• [To do]
Your answer must consist solely of the lines from the start of the entries below through the line with "Exercise. Locate the dog snout", unchanged.

• [Excerpted data]

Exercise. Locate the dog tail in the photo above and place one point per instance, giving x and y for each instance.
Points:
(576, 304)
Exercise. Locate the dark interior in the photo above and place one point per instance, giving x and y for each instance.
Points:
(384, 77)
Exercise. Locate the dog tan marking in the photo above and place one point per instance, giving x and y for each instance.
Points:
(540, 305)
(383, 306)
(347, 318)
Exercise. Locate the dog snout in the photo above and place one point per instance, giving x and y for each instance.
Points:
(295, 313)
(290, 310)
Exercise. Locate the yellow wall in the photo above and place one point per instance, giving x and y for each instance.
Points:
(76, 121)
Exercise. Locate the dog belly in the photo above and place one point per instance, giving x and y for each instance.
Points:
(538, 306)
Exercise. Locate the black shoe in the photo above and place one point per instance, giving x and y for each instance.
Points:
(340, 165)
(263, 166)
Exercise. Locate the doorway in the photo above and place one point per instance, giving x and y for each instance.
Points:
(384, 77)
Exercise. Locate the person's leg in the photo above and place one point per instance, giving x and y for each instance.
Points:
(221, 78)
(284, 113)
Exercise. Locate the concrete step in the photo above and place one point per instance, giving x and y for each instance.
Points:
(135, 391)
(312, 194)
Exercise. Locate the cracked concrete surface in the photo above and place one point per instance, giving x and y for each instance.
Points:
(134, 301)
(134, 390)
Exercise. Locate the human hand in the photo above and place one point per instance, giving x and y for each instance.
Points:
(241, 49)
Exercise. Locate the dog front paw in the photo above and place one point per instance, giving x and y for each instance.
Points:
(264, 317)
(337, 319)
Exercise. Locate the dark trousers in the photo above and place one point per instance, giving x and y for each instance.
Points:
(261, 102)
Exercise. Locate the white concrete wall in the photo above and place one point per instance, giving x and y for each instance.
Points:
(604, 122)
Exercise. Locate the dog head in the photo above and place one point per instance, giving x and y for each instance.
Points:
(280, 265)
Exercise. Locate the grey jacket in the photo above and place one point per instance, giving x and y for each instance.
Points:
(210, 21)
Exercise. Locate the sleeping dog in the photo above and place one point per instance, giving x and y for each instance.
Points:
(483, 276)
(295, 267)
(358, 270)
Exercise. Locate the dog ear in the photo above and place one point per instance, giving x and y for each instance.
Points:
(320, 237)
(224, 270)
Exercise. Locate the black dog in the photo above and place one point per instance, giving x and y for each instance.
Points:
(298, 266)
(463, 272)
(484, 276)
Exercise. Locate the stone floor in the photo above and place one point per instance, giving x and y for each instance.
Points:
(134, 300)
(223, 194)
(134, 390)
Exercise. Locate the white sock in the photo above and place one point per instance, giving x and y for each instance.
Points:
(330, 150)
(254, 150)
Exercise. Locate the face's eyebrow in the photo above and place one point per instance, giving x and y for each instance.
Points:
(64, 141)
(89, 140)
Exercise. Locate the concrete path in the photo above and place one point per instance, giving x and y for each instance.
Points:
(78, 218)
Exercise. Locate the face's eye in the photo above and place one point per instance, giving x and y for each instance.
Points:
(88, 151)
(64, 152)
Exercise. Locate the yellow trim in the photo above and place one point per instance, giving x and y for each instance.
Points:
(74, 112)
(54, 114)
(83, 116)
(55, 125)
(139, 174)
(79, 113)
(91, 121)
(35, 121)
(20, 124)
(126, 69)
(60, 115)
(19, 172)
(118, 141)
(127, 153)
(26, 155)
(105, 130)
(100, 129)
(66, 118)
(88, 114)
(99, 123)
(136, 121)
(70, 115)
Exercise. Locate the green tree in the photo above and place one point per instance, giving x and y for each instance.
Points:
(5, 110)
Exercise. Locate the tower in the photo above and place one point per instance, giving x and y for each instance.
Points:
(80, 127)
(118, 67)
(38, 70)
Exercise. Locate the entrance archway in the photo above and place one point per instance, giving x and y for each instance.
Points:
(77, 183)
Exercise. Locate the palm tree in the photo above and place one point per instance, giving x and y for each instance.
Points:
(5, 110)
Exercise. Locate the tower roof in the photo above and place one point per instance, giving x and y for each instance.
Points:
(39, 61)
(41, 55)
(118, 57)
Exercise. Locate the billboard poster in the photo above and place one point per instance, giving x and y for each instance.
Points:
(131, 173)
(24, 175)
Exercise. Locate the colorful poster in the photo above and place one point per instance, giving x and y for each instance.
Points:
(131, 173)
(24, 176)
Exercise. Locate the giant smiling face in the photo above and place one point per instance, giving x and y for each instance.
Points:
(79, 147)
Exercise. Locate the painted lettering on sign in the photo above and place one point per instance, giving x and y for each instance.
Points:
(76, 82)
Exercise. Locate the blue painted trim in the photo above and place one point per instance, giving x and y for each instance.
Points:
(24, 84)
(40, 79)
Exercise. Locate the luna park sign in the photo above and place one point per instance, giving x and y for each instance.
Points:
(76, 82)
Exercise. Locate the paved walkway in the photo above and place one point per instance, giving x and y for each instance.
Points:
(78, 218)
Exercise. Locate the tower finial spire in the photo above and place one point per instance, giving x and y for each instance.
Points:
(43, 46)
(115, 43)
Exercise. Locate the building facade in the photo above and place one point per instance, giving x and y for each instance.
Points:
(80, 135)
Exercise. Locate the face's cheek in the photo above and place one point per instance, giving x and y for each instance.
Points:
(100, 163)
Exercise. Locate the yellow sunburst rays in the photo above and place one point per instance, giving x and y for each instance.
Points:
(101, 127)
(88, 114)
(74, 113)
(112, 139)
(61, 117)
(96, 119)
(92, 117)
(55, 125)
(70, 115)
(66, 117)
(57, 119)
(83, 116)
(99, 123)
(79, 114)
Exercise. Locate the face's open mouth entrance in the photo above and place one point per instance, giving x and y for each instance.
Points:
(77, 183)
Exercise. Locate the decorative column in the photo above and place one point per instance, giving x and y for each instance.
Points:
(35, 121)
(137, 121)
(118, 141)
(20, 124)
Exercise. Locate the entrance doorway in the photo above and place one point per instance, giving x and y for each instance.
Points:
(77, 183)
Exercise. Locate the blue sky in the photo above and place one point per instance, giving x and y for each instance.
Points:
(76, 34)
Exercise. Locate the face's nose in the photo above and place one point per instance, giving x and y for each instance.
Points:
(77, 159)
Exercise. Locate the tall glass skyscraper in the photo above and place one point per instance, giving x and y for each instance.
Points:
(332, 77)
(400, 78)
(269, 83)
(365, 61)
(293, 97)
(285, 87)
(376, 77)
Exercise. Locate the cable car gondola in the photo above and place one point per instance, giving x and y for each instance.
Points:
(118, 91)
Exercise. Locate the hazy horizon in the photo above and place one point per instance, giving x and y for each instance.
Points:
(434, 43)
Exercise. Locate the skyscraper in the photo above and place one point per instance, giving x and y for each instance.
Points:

• [Task solution]
Exercise. Locate the dog tail in the photo above and place one point per instance, giving x and y for each instance.
Points:
(576, 304)
Exercise. Locate the dark interior in the photo above and place one point per instance, giving x and y for each instance.
Points:
(384, 77)
Exercise. Locate the dog tan marking in the photo above and place one point per instance, giving x and y for each instance.
Points:
(540, 305)
(383, 306)
(347, 318)
Exercise. Locate the dog snout in the photo above and place one point per instance, giving x and y for each instance.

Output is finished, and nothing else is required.